Free, ~70-80 % per-attempt, works on sites that allow audio mode. Same shape for reCAPTCHA v2 and hCaptcha.
For sites that force image challenges. Firebox surfaces the puzzle as plain data (instructions + screenshot + cell bboxes). Your agent's vision LLM decides which cells; firebox runs no model.
challenge = sb.captcha.recaptcha_open_image_challenge()
# challenge.screenshot_b64 PNG of the grid
# challenge.instructions "Click verify once there are no more"
# challenge.target "crosswalks"
# challenge.cells [{idx, x, y, width, height}, ...]
# ... your LLM looks at the screenshot + instructions ...
# ... decides indices = [0, 4, 7] ...
sb.captcha.recaptcha_click_cells([0, 4, 7])
result = sb.captcha.recaptcha_verify_image()
# If reCAPTCHA wants more clicks, result has the next puzzle baked in:
while result.get("more_to_click"):
# hand result back to the LLM, repeat
...
Works for v2, v3, hCaptcha, Cloudflare Turnstile, Funcaptcha. Caller doesn't see the puzzle.
Last resort: ping the human, expose VNC, let them solve manually.
info = sb.captcha.handoff_to_vnc(poll_until_solved=True,
poll_timeout=300)

:: Recorded data ::
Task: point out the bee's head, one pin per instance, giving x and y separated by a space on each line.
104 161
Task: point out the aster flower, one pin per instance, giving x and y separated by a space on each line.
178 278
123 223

:: To do ::
1. Answer these questions using the captcha-solving page text above, one answer per line with the same letters:
(a) What per-attempt success rate does it give for the free approach?
(b) Which challenge attribute holds the PNG of the grid?
(c) What value is passed as poll_timeout?
2. List every attribute of the challenge object that the comments in the captcha-solving page text name.
3. Write the next part of the captcha-solving page text, picking up after its last line.

:: Task-by-task answers ::
1.
(a) ~70-80 %
(b) challenge.screenshot_b64
(c) 300

2. screenshot_b64, instructions, target, cells

3.
# info = {vnc_url, vnc_password, sandbox_ip,
# solved: True, waited: 23.4}
The caller is responsible for routing port 5900 from the sandbox
to the human (DNAT, Tailscale, whatever your topology requires).
poll_until_solved=True blocks until detect_captcha() returns None.
detect_captcha returns {type, sitekey, iframe_url, callback} for
reCAPTCHA v2/v3/enterprise, hCaptcha, Cloudflare Turnstile, Funcaptcha.
OS-level input¶
sb.os.* operates at the X server level (DISPLAY=:99) via xdotool, so
it reaches native dialogs, file pickers, browser chrome (download bar,
tabs, address bar) — anything Playwright can't reach because it's
outside the page DOM. This is the layer Anthropic Computer Use and
OpenAI CUA target.
sb.run("firebox-display test") # bring up Xvfb
sb.os.click(200, 300) # left click at coords
sb.os.type("hello world", delay_ms=25)
sb.os.key("ctrl+s") # X keysym, modifiers OK
sb.os.scroll("down", amount=3) # wheel ticks
sb.os.drag(50, 50, 250, 250)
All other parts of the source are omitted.